*Exercise instructions*.
Arrange the rows from the line containing "Target: picnic table leg" through the end of the records as a JSON list of strings, with one string per line and blank lines omitted.

(Dataset records)

..........

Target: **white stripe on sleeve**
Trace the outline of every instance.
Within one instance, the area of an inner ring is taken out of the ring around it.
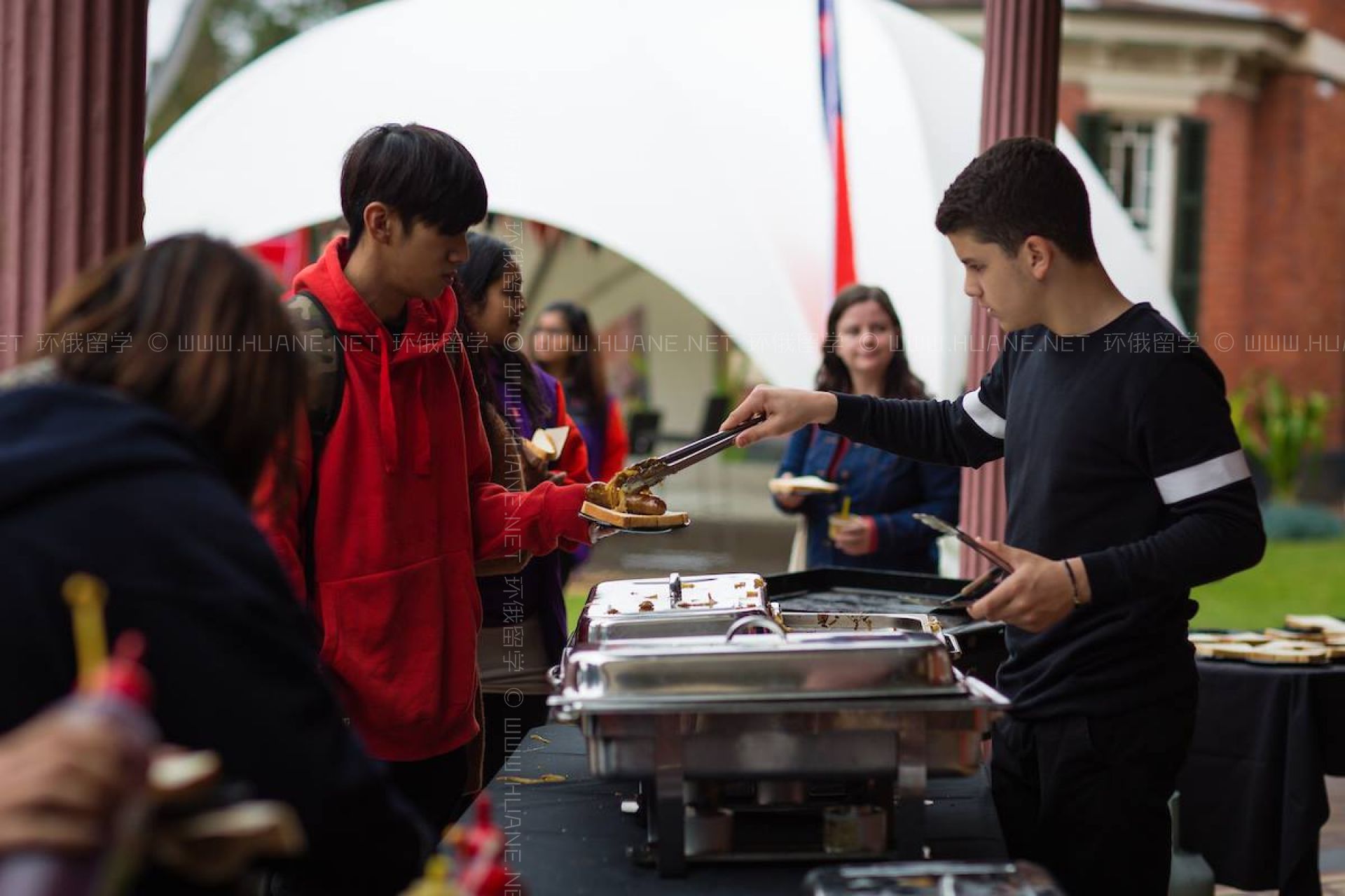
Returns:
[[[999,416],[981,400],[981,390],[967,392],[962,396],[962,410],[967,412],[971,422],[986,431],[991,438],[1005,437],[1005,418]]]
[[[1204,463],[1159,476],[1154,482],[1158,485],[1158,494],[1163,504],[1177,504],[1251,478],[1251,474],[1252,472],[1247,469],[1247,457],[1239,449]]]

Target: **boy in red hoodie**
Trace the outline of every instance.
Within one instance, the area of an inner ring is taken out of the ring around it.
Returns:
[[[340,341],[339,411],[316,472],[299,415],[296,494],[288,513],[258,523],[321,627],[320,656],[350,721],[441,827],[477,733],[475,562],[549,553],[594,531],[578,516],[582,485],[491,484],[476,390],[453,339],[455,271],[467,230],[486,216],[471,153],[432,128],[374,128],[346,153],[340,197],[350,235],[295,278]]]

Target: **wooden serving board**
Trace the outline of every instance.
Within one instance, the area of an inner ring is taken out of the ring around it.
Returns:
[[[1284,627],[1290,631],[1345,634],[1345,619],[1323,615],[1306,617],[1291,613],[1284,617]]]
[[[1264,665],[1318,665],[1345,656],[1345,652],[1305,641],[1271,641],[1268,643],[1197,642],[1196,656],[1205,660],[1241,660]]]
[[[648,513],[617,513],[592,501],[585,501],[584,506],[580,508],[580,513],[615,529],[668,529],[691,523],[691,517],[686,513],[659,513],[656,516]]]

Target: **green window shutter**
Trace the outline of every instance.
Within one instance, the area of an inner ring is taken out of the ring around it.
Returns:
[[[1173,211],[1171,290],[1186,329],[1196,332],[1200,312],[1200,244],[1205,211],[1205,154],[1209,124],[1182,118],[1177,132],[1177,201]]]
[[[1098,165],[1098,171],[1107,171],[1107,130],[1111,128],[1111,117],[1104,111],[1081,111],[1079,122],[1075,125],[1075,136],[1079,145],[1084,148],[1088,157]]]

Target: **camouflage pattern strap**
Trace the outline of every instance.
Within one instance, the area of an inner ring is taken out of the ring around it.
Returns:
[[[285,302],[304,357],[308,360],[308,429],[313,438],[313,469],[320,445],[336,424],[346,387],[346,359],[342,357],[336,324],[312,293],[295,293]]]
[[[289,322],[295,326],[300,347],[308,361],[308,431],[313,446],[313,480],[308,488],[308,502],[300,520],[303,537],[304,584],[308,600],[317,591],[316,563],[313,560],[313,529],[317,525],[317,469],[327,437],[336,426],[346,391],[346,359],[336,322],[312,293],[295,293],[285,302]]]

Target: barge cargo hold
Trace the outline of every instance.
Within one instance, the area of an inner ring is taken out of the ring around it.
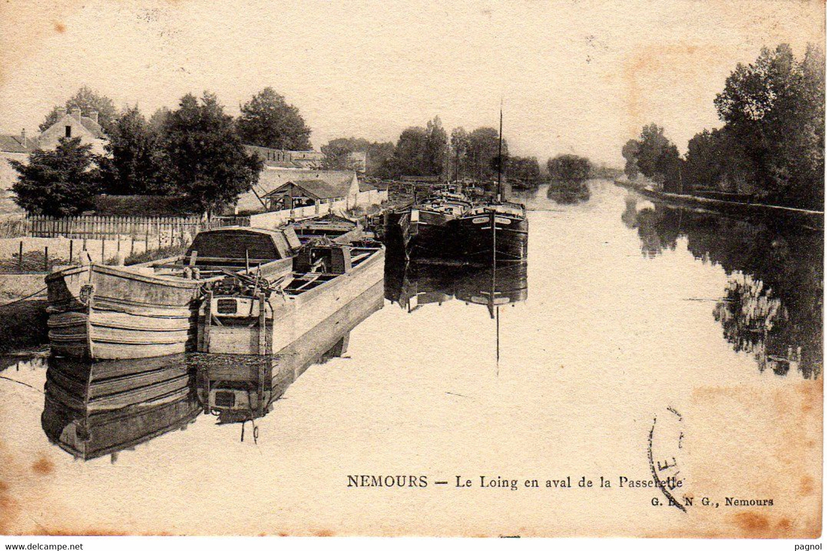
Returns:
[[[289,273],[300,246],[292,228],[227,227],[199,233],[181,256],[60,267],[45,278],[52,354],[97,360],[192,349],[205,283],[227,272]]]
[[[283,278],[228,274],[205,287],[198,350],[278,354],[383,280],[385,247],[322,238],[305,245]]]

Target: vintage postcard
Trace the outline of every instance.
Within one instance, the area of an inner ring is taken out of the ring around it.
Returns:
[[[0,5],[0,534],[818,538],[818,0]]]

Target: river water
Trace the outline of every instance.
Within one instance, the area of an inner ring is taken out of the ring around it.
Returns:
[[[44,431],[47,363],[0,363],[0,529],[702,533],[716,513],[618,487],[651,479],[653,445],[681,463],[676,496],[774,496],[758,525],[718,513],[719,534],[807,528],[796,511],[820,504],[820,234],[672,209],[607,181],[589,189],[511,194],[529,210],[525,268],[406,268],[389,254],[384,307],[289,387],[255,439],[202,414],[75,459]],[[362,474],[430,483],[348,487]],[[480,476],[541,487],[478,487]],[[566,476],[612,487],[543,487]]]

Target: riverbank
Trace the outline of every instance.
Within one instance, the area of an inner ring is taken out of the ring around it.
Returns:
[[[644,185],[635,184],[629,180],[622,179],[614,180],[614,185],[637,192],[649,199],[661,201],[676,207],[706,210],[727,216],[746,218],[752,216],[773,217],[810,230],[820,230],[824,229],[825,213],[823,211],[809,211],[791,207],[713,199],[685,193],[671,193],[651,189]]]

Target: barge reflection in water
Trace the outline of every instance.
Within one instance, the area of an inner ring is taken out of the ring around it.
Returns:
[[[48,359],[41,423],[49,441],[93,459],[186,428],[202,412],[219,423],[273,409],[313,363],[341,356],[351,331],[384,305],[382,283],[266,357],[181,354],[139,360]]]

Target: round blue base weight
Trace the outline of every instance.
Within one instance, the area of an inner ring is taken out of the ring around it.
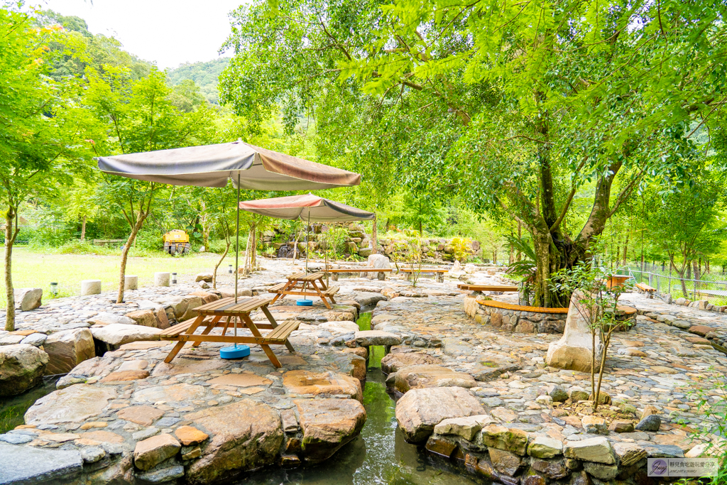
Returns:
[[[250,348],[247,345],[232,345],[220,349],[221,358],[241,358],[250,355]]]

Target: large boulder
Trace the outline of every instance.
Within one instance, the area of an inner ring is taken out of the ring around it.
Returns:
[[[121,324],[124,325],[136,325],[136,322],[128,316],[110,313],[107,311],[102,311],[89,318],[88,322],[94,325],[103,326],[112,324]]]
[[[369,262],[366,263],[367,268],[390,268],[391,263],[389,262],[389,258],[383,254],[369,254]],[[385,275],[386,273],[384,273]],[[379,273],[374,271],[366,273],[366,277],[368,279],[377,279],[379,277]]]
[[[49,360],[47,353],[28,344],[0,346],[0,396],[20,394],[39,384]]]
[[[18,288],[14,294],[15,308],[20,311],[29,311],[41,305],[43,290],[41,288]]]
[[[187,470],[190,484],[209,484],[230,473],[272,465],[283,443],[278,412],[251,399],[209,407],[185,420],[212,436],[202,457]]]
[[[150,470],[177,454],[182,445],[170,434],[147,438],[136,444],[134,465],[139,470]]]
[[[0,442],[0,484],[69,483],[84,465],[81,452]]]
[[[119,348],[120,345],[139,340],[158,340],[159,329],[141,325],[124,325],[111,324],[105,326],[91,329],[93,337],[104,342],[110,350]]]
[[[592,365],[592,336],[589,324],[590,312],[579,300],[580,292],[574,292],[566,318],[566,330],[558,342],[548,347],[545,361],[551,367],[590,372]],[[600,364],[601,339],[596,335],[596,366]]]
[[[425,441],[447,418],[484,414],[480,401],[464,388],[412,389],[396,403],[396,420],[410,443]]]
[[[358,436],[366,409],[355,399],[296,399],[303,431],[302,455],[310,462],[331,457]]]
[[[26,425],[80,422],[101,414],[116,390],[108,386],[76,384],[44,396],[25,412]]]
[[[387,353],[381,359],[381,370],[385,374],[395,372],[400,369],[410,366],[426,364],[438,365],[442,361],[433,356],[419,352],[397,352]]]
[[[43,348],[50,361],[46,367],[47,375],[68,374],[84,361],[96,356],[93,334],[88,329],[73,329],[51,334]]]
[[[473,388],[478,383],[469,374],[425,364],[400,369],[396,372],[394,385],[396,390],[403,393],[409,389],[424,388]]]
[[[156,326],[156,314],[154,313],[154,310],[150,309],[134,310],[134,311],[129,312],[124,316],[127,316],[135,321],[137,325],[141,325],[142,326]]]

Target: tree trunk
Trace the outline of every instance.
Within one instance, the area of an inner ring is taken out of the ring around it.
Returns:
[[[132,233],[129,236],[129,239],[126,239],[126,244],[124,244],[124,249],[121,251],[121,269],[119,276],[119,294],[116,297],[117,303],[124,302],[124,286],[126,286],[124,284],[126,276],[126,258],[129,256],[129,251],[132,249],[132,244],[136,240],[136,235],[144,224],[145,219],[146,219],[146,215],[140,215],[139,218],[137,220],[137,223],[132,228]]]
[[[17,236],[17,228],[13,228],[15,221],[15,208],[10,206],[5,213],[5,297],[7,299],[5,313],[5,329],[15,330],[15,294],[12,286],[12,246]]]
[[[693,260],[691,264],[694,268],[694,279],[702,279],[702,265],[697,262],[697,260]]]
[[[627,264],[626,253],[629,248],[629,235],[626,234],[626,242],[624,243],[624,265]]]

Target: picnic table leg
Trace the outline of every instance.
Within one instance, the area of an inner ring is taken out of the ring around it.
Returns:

..........

*Correct result*.
[
  "Target: picnic table leg",
  "Trace the outline of every instance.",
  "Within one instance, the area of an inner ring is taken out of the ring around it.",
  "Returns:"
]